> Article
Amazing work! Looks sweet!  It would look really kickass with glass and a door on it too.
Get some wood finish and stain that a different color, then it would look real nice


----------



## LittleLizard (Feb 26, 2009)

nice warehouse. also what holds the hdd¿


----------



## mlee49 (Feb 26, 2009)

Whats with the wood working lately?  Looks good to me though!


----------



## jbunch07 (Feb 26, 2009)

mlee49 said:


> Whats with the wood working lately?  Looks good to me though!



CD has wood! so he is using it...If I had wood I would not just sit there and let it go to waste...I would use it!  but...currently no wood for me


----------



## CyberDruid (Feb 26, 2009)

See the two screws?

The HDD is attached to the PCI/e Bracket Bar


----------



## CyberDruid (Feb 26, 2009)

http://www.youtube.com/watch?v=2XUi7nJlX2w
Still Processing at this post but it's about a 4:20 look at an explosion of sawdust, awful mess of tools and supplies and ...oh yeah...the tech station.


----------



## CyberDruid (Feb 26, 2009)

I made this one for my new Zotac mATX Cruncher 





Those fans are 24VDC San Ace that run at 12Volts. Serious Bidness. I use an Alphacool 1510 step up transformer to adjust between 12 and 24 (15, 18, 21).





PSU will not come out of there unless you toss it around like an idiot...it's transportable.





I'm, just going to lay my HDD on top of the ODD with a Rosewill Cooler on it.The drive is a SATA 150 40GB Spinpoint that's apparently indestructible. It's been in so many Folding rigs I can't even remember.


----------



## Easy Rhino (Feb 26, 2009)

that is pretty awesome. but why would you ever hang a pc on a wall?


----------



## Thrackan (Feb 26, 2009)

Your wood got me wood 

Seriously? You're coming up with a couple of interesting and creative concepts lately. Me likes!


----------



## CyberDruid (Feb 26, 2009)

Easy Rhino said:


> that is pretty awesome. but why would you ever hang a pc on a wall?



 Are you for reallyz? Everybody hangs their PC on the wall Man.



But to answer your question I am a Folding Fanatic (since 2005) and a BOINC Cruncher and I hang out on the subforums these guys populate and some of these guys and have 10, 20 even 40 PCs in their farms...they have run out of floor and desk space.

This unit is rough and ready wham bam thank you maam but if you use a little imagination you can see how this same design could be made as attractively as a nice piece of furniture or cabinetry...add some sides, a hinged window panel...it could be an HTPC and set on the floor below the flat screen...it could hang beside or above the TV...it could go out in the shop so you have por--I mean music...

> Entries provided
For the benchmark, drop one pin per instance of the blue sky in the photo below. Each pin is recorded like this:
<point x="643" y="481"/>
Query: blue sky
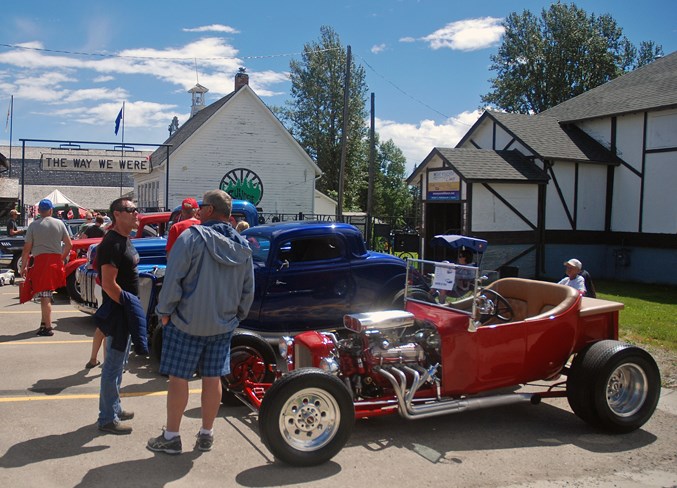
<point x="426" y="60"/>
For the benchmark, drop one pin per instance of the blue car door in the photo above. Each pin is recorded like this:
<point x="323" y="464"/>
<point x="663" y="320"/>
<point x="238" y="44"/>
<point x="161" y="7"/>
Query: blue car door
<point x="309" y="285"/>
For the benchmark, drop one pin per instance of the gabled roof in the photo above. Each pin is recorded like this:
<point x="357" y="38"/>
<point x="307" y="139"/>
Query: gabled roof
<point x="548" y="139"/>
<point x="187" y="129"/>
<point x="486" y="165"/>
<point x="653" y="86"/>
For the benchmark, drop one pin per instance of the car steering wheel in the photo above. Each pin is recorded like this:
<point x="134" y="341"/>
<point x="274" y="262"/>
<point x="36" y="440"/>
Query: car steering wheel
<point x="491" y="304"/>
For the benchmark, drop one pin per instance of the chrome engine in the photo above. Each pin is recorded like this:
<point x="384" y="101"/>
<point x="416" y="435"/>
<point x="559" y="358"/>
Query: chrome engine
<point x="392" y="339"/>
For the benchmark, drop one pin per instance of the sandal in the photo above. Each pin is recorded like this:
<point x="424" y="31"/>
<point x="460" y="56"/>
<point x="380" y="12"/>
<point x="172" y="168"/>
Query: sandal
<point x="44" y="331"/>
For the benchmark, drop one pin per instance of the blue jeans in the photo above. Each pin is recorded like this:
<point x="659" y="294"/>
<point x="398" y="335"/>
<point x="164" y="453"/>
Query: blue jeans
<point x="111" y="379"/>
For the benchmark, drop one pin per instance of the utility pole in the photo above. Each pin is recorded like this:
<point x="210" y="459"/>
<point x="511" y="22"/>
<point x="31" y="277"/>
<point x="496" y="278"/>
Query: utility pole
<point x="344" y="137"/>
<point x="372" y="173"/>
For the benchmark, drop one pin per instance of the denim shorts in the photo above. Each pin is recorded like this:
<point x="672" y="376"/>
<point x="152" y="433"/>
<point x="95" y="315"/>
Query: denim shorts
<point x="184" y="354"/>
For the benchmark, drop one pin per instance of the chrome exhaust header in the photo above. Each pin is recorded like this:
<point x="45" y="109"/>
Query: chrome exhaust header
<point x="398" y="379"/>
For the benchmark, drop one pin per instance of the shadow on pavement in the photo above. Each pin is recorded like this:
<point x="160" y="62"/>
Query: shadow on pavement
<point x="282" y="475"/>
<point x="56" y="446"/>
<point x="159" y="470"/>
<point x="55" y="386"/>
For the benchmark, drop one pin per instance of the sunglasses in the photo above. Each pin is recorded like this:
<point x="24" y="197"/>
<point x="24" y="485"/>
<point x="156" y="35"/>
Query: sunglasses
<point x="128" y="209"/>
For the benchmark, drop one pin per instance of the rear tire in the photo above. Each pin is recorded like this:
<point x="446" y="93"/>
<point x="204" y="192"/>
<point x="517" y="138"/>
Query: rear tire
<point x="251" y="358"/>
<point x="306" y="417"/>
<point x="613" y="386"/>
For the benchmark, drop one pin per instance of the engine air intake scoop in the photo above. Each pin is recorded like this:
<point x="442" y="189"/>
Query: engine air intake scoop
<point x="389" y="319"/>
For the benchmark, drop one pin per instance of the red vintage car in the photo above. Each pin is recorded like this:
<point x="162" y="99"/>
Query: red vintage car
<point x="441" y="358"/>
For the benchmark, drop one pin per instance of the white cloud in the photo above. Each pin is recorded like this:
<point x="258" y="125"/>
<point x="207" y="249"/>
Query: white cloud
<point x="377" y="48"/>
<point x="137" y="114"/>
<point x="417" y="140"/>
<point x="467" y="35"/>
<point x="212" y="28"/>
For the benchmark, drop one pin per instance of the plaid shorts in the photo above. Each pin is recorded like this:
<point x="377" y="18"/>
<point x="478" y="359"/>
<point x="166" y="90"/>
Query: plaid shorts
<point x="183" y="354"/>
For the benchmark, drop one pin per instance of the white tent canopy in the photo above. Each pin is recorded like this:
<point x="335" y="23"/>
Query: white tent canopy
<point x="58" y="199"/>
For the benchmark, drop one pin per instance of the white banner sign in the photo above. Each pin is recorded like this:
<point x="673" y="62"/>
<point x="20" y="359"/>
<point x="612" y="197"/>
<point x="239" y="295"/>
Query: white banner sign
<point x="445" y="278"/>
<point x="101" y="164"/>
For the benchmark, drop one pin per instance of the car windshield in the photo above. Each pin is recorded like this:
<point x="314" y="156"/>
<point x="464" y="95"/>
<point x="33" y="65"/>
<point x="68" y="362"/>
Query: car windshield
<point x="260" y="247"/>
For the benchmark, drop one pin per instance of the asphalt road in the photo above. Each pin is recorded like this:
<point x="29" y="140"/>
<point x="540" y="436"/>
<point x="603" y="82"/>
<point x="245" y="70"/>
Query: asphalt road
<point x="48" y="434"/>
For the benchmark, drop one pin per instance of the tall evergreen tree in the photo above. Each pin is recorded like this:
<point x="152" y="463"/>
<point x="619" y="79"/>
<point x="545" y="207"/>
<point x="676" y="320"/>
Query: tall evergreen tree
<point x="545" y="61"/>
<point x="314" y="114"/>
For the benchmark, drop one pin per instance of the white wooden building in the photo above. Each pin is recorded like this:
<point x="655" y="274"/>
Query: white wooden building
<point x="592" y="178"/>
<point x="236" y="144"/>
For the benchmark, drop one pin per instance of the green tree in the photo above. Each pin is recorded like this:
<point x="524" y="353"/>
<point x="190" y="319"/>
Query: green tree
<point x="314" y="114"/>
<point x="391" y="193"/>
<point x="544" y="61"/>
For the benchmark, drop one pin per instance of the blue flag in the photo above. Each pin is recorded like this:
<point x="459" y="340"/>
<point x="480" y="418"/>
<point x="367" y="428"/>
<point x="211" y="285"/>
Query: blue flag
<point x="117" y="122"/>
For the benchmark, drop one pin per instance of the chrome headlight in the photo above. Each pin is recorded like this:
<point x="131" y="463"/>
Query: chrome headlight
<point x="329" y="365"/>
<point x="283" y="345"/>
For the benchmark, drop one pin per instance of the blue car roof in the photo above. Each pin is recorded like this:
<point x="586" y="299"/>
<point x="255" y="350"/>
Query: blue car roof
<point x="301" y="228"/>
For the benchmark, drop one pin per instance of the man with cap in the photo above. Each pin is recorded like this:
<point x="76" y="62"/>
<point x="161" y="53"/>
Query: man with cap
<point x="189" y="208"/>
<point x="573" y="276"/>
<point x="12" y="229"/>
<point x="47" y="240"/>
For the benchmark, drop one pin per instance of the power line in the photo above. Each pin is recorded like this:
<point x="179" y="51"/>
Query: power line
<point x="164" y="58"/>
<point x="400" y="89"/>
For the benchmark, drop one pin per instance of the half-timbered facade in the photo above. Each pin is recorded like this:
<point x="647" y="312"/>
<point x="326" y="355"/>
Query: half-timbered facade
<point x="602" y="172"/>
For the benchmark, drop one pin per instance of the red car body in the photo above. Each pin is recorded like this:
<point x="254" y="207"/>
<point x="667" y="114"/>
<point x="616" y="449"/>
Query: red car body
<point x="434" y="359"/>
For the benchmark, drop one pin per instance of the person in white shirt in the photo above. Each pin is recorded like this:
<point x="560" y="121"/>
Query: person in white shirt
<point x="573" y="276"/>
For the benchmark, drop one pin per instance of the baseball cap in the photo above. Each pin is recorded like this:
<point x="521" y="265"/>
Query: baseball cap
<point x="189" y="203"/>
<point x="45" y="204"/>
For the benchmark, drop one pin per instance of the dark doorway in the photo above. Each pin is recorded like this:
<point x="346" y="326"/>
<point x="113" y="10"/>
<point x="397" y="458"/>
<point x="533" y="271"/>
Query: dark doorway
<point x="441" y="218"/>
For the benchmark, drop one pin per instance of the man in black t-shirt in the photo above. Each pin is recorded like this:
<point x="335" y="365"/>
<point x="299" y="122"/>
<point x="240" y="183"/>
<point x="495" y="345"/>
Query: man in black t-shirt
<point x="117" y="265"/>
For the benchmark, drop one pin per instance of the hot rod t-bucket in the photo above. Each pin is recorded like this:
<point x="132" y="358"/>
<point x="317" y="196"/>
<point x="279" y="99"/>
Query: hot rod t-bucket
<point x="441" y="358"/>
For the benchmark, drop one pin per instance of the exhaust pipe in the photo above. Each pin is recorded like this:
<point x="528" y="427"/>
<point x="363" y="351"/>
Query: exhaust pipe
<point x="410" y="411"/>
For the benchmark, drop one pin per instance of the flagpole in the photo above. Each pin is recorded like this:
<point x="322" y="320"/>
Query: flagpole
<point x="11" y="129"/>
<point x="123" y="142"/>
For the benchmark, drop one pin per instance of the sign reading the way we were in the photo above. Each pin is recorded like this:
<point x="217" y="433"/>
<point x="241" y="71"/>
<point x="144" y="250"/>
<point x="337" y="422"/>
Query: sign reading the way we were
<point x="98" y="163"/>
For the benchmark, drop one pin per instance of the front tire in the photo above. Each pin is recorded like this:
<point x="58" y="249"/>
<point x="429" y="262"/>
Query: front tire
<point x="306" y="417"/>
<point x="614" y="386"/>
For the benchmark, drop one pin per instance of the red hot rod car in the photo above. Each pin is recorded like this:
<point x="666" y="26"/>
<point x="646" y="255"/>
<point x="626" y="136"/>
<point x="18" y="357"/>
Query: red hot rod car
<point x="434" y="359"/>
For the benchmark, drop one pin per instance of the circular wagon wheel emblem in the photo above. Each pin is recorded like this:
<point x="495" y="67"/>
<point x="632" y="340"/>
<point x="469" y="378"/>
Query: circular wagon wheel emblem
<point x="243" y="184"/>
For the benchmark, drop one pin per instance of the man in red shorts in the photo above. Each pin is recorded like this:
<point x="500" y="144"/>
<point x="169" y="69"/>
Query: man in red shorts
<point x="47" y="240"/>
<point x="187" y="218"/>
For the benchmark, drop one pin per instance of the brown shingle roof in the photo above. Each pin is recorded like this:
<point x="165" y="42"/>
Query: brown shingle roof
<point x="653" y="86"/>
<point x="547" y="138"/>
<point x="486" y="165"/>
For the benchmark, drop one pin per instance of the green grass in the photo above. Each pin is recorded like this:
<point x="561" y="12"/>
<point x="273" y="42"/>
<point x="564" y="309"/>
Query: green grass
<point x="650" y="313"/>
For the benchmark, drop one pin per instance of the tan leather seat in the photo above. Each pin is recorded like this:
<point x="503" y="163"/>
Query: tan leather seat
<point x="533" y="300"/>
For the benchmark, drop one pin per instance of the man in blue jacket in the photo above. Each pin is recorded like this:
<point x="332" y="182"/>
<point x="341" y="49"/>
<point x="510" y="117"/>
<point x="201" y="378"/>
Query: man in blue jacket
<point x="120" y="316"/>
<point x="207" y="290"/>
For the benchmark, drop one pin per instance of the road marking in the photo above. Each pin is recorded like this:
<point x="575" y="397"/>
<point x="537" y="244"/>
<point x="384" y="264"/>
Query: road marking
<point x="31" y="343"/>
<point x="90" y="396"/>
<point x="33" y="312"/>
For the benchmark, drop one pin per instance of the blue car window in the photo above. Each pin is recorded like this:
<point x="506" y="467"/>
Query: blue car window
<point x="260" y="247"/>
<point x="312" y="249"/>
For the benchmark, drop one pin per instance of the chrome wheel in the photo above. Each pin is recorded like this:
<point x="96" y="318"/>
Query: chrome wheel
<point x="626" y="390"/>
<point x="309" y="419"/>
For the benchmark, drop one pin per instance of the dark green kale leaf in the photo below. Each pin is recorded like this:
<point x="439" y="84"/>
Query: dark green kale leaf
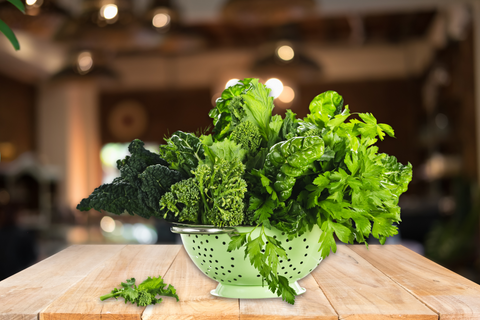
<point x="137" y="162"/>
<point x="145" y="294"/>
<point x="144" y="178"/>
<point x="117" y="197"/>
<point x="156" y="181"/>
<point x="323" y="107"/>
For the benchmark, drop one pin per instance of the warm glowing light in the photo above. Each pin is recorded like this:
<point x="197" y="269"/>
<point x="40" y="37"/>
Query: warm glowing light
<point x="107" y="224"/>
<point x="118" y="231"/>
<point x="287" y="95"/>
<point x="85" y="62"/>
<point x="285" y="53"/>
<point x="144" y="234"/>
<point x="109" y="11"/>
<point x="276" y="87"/>
<point x="231" y="83"/>
<point x="161" y="20"/>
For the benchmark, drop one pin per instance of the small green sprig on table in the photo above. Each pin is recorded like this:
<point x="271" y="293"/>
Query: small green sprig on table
<point x="143" y="295"/>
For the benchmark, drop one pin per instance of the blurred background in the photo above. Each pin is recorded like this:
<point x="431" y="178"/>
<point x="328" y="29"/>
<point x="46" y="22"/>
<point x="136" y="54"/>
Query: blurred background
<point x="92" y="75"/>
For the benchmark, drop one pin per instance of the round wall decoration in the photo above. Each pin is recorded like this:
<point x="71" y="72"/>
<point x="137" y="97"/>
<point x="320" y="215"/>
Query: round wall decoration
<point x="128" y="120"/>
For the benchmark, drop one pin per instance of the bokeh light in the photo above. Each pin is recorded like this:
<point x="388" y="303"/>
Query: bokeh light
<point x="285" y="53"/>
<point x="161" y="20"/>
<point x="231" y="83"/>
<point x="84" y="62"/>
<point x="287" y="95"/>
<point x="276" y="87"/>
<point x="109" y="11"/>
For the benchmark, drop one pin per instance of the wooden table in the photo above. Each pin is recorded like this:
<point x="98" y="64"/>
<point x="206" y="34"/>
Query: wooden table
<point x="384" y="282"/>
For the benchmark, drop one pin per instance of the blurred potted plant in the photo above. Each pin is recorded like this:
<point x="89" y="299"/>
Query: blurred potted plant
<point x="5" y="29"/>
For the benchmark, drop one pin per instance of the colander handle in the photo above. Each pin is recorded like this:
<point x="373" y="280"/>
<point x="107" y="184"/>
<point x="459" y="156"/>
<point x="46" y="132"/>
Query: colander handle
<point x="201" y="230"/>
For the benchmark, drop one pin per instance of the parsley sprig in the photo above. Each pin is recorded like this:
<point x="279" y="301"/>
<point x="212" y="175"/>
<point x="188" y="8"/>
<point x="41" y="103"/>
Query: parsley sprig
<point x="143" y="295"/>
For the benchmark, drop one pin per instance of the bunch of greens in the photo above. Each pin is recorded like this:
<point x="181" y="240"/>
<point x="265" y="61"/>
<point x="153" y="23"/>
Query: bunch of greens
<point x="266" y="171"/>
<point x="143" y="295"/>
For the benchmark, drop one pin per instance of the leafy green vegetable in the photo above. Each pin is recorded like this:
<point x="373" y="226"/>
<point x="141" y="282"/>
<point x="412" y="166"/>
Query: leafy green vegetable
<point x="247" y="135"/>
<point x="183" y="201"/>
<point x="261" y="170"/>
<point x="222" y="190"/>
<point x="145" y="294"/>
<point x="289" y="160"/>
<point x="183" y="151"/>
<point x="144" y="179"/>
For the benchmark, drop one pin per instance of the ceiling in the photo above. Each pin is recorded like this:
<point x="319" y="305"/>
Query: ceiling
<point x="63" y="28"/>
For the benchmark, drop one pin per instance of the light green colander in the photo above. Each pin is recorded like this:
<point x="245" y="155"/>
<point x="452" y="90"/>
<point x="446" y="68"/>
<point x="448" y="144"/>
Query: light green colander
<point x="207" y="247"/>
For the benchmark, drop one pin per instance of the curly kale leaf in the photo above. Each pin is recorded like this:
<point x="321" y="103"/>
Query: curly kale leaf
<point x="145" y="294"/>
<point x="116" y="197"/>
<point x="183" y="151"/>
<point x="247" y="101"/>
<point x="229" y="107"/>
<point x="324" y="107"/>
<point x="289" y="160"/>
<point x="289" y="127"/>
<point x="183" y="201"/>
<point x="222" y="190"/>
<point x="247" y="135"/>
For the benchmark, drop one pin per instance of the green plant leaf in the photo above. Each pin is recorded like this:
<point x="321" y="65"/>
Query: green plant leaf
<point x="9" y="34"/>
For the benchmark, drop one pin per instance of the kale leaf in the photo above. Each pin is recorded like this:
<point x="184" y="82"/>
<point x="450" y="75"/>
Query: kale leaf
<point x="144" y="179"/>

> Aim of the task
Please continue the forum thread about the wooden PC rack from the point where it ends. The items have no role here.

> Task result
It's just another idea I had


----------



## Thrackan (Feb 26, 2009)

CyberDruid said:


> Are you for reallyz? Everybody hangs their PC on the wall Man.
> 
> 
> 
> ...



You're making me think of adjusting my Aluminix' design... *again!*
Hanging a small aluminum box on the wall... why not? Hmm...


----------



## ste2425 (Feb 26, 2009)

thats great work man really clever i like the nice an easy idea for hanging it up ad some form handle an it can be an LAN case too


----------



## department76 (Feb 26, 2009)

i like the wall hanging idea... a lot.  it gives a nice, attractive wood case purpose.  to me this is an alternative to a desk mod, just match the wood style to whatever decor, although that may not be the original intent :-D


----------



## CyberDruid (Feb 26, 2009)

Thrackan said:


> You're making me think of adjusting my Aluminix' design... *again!*
> Hanging a small aluminum box on the wall... why not? Hmm...


For yours all you need are two keyhole slots and a couple of anchors.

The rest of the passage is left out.